##### Dataset
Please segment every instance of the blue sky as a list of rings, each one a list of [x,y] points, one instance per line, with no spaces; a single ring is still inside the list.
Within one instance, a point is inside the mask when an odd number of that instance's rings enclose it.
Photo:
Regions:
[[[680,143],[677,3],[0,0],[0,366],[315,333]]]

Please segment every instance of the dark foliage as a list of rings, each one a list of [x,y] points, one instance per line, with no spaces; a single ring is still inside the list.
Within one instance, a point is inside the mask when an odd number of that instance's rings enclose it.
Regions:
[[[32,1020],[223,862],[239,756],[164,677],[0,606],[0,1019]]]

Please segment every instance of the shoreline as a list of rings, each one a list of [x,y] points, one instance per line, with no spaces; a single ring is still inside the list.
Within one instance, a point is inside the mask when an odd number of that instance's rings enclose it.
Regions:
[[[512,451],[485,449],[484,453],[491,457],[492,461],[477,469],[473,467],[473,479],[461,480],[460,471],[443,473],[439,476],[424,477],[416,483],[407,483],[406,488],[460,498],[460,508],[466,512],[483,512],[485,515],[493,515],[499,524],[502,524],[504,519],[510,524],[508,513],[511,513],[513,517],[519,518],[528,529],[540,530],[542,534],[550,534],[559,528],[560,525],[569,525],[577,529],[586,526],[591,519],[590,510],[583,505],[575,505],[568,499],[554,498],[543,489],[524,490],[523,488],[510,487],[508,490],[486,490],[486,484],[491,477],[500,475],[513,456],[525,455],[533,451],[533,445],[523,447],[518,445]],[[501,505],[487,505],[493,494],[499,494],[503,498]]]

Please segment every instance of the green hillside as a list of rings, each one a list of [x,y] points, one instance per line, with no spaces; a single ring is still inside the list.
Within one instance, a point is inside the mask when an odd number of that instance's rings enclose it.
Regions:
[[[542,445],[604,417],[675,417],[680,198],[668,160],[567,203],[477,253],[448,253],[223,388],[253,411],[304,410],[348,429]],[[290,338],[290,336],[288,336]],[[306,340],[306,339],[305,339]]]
##########
• _The request_:
Copy every record above word for word, keeping each line in its original order.

• _Exercise response_:
Please segment every instance of the blue sky as a list of rings, each one a list of [x,y] points, one instance per line, with no spaces; a single ring is still inside the list.
Within one instance, a point is inside the mask when an odd number of that instance's rings enclose it.
Photo:
Regions:
[[[680,143],[677,3],[0,0],[0,366],[315,333]]]

Please segment every instance of the dark foliage as a list of rings, each one a list of [x,y] points, one instance per line, with no spaces; a single ring is still inside the list.
Within one instance, a point is inside the mask when an odd number of that instance's rings enclose it.
Regions:
[[[32,1020],[223,862],[239,756],[164,677],[0,606],[0,1019]]]

Please segment every instance of the shoreline as a list of rings, each one a list of [x,y] points, one instance per line, with no spaces; a single ring is still inside the list.
Within one instance, a point is inside the mask when an odd number of that instance's rings enclose it.
Regions:
[[[512,451],[485,449],[484,453],[491,457],[492,461],[477,469],[473,467],[473,479],[461,480],[460,471],[443,473],[439,476],[424,477],[416,483],[407,483],[406,488],[460,498],[460,508],[466,512],[483,512],[485,515],[493,515],[499,524],[502,524],[504,519],[510,524],[508,513],[511,513],[513,517],[519,518],[528,529],[540,530],[542,534],[550,534],[559,528],[560,525],[569,525],[577,529],[586,526],[591,519],[590,510],[583,505],[575,505],[568,499],[554,498],[543,489],[524,490],[523,488],[510,487],[508,490],[486,490],[486,484],[491,477],[500,475],[513,456],[525,455],[533,451],[533,445],[523,447],[518,445]],[[501,505],[487,505],[493,494],[499,494],[503,498]]]

Please segment every instance of the green hillside as a list of rings, each one a list of [x,y] points, one instance per line, with no spaces; a single ring is still inside the list.
Within one instance, a point is inside the mask when an odd number of that instance's rings enclose it.
Regions:
[[[542,445],[604,417],[675,417],[680,198],[668,160],[567,203],[477,253],[448,253],[223,388],[253,411],[304,410],[348,429]],[[290,338],[290,336],[288,336]],[[306,340],[306,339],[305,339]]]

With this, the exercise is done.